▸ Exercise:
Each line of the records below that holds "instance" should be returned.
══════
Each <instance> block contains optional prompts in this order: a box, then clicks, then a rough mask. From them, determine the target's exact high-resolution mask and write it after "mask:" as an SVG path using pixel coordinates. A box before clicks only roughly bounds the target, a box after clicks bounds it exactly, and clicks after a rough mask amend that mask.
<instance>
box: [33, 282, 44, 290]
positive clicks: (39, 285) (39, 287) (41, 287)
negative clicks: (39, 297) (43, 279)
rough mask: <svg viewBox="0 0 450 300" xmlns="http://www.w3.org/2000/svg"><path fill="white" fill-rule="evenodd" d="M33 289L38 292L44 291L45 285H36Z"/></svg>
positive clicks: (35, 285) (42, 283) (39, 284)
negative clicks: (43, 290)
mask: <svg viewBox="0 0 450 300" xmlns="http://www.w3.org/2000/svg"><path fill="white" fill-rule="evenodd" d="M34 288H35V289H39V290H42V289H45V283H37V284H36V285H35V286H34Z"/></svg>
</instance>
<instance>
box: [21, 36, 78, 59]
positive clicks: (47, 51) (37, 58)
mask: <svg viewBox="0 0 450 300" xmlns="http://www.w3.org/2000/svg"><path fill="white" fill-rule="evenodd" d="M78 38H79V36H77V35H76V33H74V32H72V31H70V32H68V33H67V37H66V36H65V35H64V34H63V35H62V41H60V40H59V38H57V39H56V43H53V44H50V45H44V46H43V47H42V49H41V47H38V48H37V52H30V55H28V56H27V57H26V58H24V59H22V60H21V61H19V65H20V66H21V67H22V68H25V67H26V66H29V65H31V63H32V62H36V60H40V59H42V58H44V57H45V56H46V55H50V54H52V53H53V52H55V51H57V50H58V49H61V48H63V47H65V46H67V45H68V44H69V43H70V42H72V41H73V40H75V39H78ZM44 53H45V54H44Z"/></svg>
══════
▸ Task answer:
Each <instance> block contains optional prompts in this order: a box, then clicks, then a rough mask. From them, determine the target's exact high-resolution mask and write it after "mask:" as an SVG path using pixel coordinates. A box before clicks only roughly bounds the target, a box after clicks bounds it exactly, and clicks after a rough mask amend that mask.
<instance>
</instance>
<instance>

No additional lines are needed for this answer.